Text to read:

....

Trust is considered fundamental to any relationship. Whether it is with a friend, work colleague, business partner, family member or your partner, trust ultimately dictates the type of relationship you will have with a person. Without trust people can never form close intimate relationships or allow another into their world or form business partnerships. They may never divulge concerns to a work colleague or tell a family member how they feel. Trust is the foundation of all relationships, without mutual trust no relationship can ever grow to its true potential.
Although trust is based on how we feel towards a person or relationship, we ultimately make the decision to trust. We may feel secure, comfortable, assured, supported, understood or hopeful but we still ultimately make the choice to trust someone either through intuition or through a history of consistent behaviour.

....

What to do:
- 1) In the text on trust, what does trust ultimately dictate?
- 2) In the rows, rewrite the lines from the one with "Each instance of the duck's folded" to the one with "[[109, 126]]", changing "folded wing" to "tucked wing" and leaving everything else the same.

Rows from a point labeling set
....

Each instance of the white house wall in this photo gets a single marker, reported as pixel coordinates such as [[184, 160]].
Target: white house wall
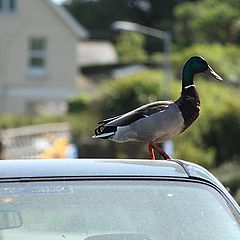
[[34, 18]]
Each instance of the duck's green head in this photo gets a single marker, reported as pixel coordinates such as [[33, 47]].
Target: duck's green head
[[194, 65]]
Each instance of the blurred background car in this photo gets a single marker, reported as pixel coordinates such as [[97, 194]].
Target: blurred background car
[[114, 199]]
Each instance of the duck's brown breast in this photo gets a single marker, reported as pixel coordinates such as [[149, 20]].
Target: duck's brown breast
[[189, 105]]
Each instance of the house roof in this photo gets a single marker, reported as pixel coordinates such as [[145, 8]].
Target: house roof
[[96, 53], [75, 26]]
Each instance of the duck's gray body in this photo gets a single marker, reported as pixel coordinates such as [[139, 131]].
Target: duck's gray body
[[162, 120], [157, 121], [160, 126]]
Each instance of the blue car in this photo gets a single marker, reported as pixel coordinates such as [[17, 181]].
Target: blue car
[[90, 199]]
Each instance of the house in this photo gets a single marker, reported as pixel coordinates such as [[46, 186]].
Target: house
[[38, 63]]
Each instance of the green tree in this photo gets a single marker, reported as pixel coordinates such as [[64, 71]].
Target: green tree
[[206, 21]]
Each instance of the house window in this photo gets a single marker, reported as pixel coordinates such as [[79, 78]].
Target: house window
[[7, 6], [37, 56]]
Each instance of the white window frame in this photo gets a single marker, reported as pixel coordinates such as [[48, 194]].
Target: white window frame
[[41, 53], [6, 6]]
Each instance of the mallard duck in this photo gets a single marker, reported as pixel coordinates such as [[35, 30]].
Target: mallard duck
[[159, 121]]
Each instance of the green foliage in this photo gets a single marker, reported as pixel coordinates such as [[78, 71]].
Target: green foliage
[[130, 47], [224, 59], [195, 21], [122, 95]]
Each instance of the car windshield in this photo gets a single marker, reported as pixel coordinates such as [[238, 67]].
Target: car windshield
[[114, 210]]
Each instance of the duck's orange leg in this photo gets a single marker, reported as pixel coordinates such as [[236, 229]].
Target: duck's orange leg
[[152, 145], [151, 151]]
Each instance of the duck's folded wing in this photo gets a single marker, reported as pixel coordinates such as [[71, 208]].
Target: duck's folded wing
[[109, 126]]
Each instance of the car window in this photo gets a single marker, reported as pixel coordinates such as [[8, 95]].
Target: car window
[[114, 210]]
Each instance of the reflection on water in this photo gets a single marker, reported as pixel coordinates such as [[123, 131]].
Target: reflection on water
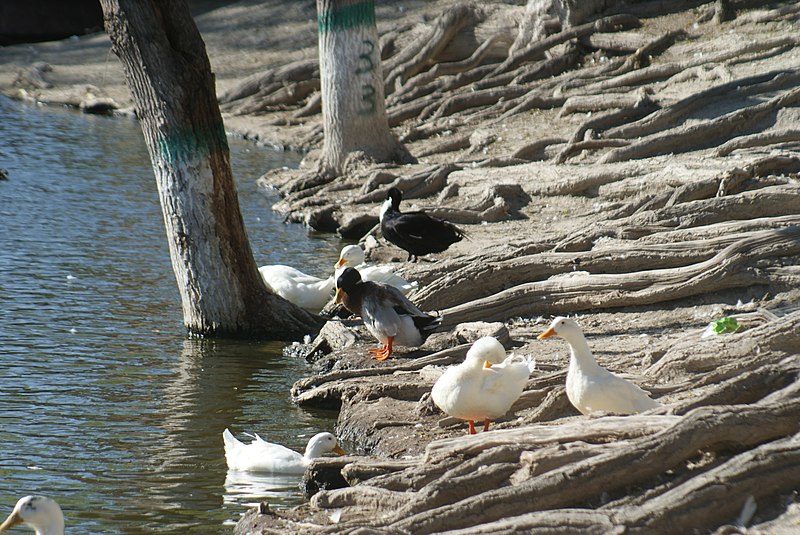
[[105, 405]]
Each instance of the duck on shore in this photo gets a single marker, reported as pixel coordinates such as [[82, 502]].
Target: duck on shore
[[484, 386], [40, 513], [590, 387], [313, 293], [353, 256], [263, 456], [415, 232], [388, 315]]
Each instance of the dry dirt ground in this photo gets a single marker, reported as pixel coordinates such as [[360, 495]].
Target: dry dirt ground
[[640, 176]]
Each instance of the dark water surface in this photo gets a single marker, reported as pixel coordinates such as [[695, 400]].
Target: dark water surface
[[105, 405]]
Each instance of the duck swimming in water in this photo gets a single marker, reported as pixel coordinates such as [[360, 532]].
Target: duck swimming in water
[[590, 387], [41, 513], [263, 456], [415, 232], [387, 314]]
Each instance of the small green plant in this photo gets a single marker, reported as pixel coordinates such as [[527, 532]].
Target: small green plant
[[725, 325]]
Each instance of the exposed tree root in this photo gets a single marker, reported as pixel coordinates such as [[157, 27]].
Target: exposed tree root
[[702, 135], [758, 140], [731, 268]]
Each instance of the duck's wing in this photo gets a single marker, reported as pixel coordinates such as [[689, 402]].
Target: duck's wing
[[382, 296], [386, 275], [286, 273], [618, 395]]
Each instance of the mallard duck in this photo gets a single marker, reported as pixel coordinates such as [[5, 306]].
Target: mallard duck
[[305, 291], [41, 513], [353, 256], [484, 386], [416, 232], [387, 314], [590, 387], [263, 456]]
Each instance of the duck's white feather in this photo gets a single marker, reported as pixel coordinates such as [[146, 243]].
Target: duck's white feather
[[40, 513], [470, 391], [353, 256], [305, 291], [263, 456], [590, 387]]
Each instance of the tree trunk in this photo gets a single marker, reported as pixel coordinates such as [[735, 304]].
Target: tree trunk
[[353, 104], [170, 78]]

....

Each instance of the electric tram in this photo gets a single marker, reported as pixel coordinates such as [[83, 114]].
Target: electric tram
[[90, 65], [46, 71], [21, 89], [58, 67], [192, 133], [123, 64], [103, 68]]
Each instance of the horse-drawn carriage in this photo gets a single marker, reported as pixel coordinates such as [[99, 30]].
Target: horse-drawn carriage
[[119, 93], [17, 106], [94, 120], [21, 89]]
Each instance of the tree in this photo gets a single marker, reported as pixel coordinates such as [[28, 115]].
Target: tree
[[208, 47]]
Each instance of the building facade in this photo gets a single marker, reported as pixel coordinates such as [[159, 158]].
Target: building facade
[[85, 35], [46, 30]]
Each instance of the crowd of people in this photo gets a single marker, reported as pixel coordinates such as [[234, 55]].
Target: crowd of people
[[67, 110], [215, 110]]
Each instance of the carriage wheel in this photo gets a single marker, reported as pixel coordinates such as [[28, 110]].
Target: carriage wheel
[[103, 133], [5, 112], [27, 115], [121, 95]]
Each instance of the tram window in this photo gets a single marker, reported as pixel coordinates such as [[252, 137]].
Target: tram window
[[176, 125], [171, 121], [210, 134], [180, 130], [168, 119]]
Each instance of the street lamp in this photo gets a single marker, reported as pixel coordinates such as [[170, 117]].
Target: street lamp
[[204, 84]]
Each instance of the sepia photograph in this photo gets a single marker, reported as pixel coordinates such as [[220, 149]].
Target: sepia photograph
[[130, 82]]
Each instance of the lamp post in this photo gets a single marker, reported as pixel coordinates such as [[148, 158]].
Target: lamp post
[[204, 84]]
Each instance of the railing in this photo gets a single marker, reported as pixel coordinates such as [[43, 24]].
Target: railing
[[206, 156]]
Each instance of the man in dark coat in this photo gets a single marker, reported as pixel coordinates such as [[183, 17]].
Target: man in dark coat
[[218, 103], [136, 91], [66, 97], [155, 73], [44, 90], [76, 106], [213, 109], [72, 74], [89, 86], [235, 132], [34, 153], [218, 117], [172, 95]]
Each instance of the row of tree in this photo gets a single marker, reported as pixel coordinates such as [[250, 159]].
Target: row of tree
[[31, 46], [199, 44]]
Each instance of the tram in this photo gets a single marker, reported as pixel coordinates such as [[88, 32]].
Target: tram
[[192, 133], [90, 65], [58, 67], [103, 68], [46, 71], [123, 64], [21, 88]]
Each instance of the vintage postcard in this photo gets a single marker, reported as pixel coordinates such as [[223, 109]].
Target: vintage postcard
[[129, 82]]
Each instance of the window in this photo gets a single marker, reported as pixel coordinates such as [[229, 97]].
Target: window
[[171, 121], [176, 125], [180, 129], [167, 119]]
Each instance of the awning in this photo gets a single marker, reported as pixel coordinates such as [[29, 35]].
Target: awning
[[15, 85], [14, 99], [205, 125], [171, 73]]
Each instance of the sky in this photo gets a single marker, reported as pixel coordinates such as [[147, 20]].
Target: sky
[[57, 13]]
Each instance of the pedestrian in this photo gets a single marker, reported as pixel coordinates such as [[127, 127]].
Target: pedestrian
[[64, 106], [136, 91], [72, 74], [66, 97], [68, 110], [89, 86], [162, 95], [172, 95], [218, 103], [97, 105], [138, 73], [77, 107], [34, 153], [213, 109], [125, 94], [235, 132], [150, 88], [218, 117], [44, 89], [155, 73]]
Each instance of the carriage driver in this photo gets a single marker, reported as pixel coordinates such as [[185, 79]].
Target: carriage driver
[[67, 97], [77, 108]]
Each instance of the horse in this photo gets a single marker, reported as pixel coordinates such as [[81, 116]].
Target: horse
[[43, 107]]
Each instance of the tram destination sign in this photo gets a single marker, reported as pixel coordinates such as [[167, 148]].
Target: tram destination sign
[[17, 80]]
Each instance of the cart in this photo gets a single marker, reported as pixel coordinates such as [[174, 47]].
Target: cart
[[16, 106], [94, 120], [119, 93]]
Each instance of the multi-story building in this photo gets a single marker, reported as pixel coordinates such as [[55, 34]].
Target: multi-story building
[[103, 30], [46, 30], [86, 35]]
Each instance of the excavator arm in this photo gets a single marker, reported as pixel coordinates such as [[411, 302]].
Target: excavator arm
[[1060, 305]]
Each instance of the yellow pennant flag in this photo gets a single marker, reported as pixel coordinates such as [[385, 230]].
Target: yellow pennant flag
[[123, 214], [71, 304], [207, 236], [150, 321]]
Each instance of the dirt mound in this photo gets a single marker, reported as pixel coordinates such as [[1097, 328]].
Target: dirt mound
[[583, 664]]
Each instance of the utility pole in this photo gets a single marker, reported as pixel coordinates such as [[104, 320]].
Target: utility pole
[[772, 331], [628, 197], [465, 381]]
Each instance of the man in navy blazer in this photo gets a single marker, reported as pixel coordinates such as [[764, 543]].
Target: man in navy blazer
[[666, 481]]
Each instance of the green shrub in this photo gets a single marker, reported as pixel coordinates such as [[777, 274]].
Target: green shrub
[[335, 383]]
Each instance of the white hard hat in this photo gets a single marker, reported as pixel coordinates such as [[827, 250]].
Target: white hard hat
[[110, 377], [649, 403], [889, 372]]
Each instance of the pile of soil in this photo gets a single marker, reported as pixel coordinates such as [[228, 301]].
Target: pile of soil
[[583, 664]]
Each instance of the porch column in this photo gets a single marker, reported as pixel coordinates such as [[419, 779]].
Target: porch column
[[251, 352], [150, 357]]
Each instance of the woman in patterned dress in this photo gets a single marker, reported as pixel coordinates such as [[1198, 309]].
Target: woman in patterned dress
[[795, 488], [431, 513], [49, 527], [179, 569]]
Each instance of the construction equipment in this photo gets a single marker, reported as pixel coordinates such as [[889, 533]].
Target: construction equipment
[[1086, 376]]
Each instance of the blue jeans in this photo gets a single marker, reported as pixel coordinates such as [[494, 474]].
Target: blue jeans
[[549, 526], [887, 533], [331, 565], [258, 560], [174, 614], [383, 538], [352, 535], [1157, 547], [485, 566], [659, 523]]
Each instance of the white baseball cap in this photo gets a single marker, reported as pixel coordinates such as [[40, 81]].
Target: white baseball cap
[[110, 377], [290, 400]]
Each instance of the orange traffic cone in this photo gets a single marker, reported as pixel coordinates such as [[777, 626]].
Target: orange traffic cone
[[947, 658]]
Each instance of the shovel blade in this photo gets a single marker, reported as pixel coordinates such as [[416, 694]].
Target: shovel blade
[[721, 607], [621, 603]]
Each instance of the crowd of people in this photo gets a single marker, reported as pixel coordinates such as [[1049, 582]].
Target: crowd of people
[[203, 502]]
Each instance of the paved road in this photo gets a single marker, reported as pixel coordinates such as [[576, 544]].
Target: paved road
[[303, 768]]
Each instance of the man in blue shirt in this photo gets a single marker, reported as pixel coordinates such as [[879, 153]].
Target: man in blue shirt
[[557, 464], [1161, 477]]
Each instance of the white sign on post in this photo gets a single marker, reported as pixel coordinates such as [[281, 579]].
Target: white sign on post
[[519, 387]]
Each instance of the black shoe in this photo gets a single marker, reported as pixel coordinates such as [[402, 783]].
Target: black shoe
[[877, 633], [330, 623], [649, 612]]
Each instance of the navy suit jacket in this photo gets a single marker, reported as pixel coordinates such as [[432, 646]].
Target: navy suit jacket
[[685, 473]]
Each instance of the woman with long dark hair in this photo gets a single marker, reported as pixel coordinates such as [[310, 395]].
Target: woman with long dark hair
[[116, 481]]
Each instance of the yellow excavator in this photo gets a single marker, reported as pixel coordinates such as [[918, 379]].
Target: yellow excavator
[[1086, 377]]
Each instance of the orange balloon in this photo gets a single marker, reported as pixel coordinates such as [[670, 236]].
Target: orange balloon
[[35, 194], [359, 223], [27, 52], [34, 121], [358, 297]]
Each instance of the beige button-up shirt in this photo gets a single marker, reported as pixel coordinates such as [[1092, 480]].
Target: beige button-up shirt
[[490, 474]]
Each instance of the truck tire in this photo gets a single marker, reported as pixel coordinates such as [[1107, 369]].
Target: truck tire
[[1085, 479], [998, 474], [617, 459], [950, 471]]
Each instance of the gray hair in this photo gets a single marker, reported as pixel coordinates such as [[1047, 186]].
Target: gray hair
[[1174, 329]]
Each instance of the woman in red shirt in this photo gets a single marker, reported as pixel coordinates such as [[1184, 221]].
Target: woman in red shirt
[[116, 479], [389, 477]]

....

Answers to the problems:
- 1) The type of relationship you will have with a person.

- 2)
Each instance of the duck's tucked wing in this photo gets a single marker, reported as pixel coordinates such as [[71, 208]].
Target: duck's tucked wing
[[109, 126]]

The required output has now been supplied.